**Exercise material:**
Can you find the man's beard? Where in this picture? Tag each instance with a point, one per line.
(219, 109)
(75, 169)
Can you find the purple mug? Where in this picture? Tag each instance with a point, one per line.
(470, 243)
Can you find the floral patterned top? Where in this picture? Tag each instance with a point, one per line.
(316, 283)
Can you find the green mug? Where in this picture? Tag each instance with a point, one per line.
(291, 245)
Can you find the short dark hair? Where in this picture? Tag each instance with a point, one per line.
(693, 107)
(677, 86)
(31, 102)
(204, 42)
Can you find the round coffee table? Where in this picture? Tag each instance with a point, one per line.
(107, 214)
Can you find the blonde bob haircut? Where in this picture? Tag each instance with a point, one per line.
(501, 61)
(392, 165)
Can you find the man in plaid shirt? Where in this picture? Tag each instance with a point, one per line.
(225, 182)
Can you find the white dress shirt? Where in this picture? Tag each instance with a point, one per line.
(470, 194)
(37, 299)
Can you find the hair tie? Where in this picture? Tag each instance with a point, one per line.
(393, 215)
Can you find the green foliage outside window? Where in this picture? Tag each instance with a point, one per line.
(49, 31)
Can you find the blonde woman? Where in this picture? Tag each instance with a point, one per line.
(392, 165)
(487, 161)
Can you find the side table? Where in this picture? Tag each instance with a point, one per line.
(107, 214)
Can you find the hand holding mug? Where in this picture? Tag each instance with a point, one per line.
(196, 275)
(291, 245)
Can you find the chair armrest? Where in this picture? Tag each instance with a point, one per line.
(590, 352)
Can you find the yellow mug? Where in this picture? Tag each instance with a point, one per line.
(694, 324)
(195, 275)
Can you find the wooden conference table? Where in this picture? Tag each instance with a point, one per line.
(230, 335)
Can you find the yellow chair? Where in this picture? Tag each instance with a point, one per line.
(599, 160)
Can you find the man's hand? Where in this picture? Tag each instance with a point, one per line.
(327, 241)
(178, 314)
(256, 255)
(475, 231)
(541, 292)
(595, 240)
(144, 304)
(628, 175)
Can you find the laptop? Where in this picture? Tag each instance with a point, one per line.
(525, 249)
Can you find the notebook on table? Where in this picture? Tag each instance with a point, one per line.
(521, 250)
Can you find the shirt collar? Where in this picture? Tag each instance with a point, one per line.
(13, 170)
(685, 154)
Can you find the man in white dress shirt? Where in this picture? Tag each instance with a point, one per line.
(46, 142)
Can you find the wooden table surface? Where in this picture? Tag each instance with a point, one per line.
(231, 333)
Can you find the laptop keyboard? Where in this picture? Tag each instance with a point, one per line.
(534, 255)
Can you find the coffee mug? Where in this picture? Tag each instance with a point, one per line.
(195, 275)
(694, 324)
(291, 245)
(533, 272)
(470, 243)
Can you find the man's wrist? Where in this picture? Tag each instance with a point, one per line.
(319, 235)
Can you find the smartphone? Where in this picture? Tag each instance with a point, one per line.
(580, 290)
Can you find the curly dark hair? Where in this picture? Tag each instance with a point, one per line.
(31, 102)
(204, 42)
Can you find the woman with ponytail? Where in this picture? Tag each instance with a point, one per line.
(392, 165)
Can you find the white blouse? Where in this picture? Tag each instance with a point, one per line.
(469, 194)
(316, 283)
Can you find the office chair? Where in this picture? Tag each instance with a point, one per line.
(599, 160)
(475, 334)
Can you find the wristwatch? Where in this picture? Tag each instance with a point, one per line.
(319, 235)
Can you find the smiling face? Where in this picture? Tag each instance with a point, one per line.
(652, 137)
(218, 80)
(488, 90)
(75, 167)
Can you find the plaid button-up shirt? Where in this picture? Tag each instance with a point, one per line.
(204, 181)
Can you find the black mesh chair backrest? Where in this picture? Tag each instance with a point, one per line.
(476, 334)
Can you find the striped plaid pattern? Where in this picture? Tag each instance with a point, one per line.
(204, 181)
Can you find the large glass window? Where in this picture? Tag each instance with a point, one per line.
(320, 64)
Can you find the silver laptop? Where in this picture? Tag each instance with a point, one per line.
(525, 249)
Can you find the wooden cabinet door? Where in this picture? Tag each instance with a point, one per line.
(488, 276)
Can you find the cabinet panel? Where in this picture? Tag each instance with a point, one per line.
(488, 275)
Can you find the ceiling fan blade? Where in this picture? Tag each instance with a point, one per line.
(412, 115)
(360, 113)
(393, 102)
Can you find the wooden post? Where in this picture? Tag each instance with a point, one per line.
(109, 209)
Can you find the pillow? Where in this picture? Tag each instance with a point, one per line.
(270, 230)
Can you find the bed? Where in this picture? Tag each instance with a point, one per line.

**The problem:**
Write out the full set of records exactly as given.

**Solution to this task:**
Can you find the man's beard? Where in this picture? Tag each instance with a point, one per line.
(219, 109)
(75, 169)
Can you find the purple mug? Where in this picture? Tag each instance with a point, one per line.
(470, 243)
Can you find the floral patterned top? Where in this picture? Tag each instance with a point, one per line.
(316, 283)
Can you find the green mug? Where in this picture? Tag each instance with a point, one per line.
(291, 245)
Can you find the short dark hair? Where in this picture? Tag each instance with a point, one per line.
(693, 107)
(677, 86)
(31, 102)
(204, 42)
Can you find the round coffee table? Where in this picture? Tag each instance with a point, one per line.
(107, 214)
Can you find the blonde bob haircut? Where in this picture? Tag each instance with a point, one per line.
(501, 61)
(392, 165)
Can you find the man in plaid shirt? Where in this picture? Tag each instance with a point, one per line.
(225, 182)
Can you find the white dress shirt? Where in this picture? Tag each instance with a point, one per line.
(470, 194)
(37, 299)
Can you find the hair tie? Where in this picture? Tag each instance with a point, one per line.
(393, 215)
Can you find the green foliage outside window? Where in this picture? Tag each instance with a point, one per line.
(49, 31)
Can you find the blonde woman? Where in this picture? Tag each instance with a point, one per line.
(392, 165)
(487, 161)
Can you find the side table? Where in this picture? Tag each instance with a point, one per line.
(107, 214)
Can you find the hand holding mug? Where in this picture? Tag each instance with a point, one per line.
(196, 275)
(291, 245)
Can you find the chair armrest? Where in this picture? Tag each instance with a point, one per line.
(590, 352)
Can you find the yellow mug? Where in this picture? Tag each instance with a point, one per line.
(694, 324)
(195, 275)
Can you find the wooden conference table? Where in this picture? Tag each instance with a point, one per line.
(230, 335)
Can you find the yellow chair? Where in this picture? Tag each instance with a point, one per line.
(599, 160)
Can you find the man's hand? Where in this picture? Tag each instance with a point, one per line.
(327, 241)
(178, 314)
(256, 255)
(475, 231)
(541, 292)
(595, 240)
(144, 304)
(628, 175)
Can you find the laptop? Where in this picture? Tag each instance with a point, one per line.
(525, 249)
Can you find the notebook on table? Where in this picture? Tag each instance with a point, one per line.
(521, 250)
Can you find the shirt collar? Where in this picture? Tag each instance with a point, one per line.
(13, 170)
(685, 154)
Can you find the man in white dress shirt? Where in this picture? Tag each instance with a point, one per line.
(46, 142)
Can you find the wooden table surface? Where in this picture? Tag each instance with a point, one per line.
(231, 333)
Can you find the laptop keyboard? Where in this picture? Tag each instance with a point, one per line.
(534, 255)
Can you find the coffee mug? Where in this picture? Tag each instance with a point, one per line.
(195, 275)
(694, 324)
(291, 245)
(533, 272)
(470, 243)
Can you find the man's wrist? Where in this picture? Tag each instance with a point, one per line.
(319, 235)
Can you find the smartphone? Where in this picture? Tag each instance with a point, one per line.
(580, 290)
Can you find the curly dark hair? Where in this picture? Tag each instance with a point, one per line.
(31, 102)
(204, 42)
Can you find the woman with ponytail? Where in this picture? Tag each instance with a point, one per line.
(392, 165)
Can you find the white blouse? Where in this picture? Tag each instance with a point, one per line.
(469, 194)
(316, 283)
Can you find the office chair? Where in this picture? Tag each instance with a point, one per line.
(599, 160)
(475, 334)
Can you find the wristwatch? Where in this picture? Tag each instance with a point, one per line.
(319, 235)
Can you find the smiling face? Where in this picture? Tag each instance with a point, one per line.
(652, 137)
(218, 80)
(488, 90)
(75, 167)
Can you find the plaid button-up shirt? Where in this picture? Tag each instance with a point, one per line.
(204, 181)
Can you find the black mesh chair backrest? Where in this picture? Tag each instance with a point, one per line.
(476, 334)
Can you find the striped plaid pattern? Where in this picture? Tag each instance with a point, one per line.
(204, 181)
Can you find the large glass window? Where in this picture? Tag each instance with a point, one per line.
(320, 64)
Can you find the silver laptop? Where in this picture? Tag each instance with a point, one per line.
(525, 249)
Can you find the wooden cabinet door? Where in this picture? Tag each instance with a point, one per line.
(488, 276)
Can you find the cabinet panel? Where in this picture? Tag each instance with a point, one per line.
(488, 275)
Can you find the ceiling fan blade? Where in this picture? Tag each instance with a point, one per line.
(412, 115)
(360, 113)
(393, 102)
Can you find the wooden post? Where in this picture? Tag each instance with a point, one per line.
(109, 209)
Can you find the pillow? Where in this picture? Tag each instance with a point, one per line.
(270, 230)
Can you find the bed? Where in this picture? Tag each instance with a point, one per line.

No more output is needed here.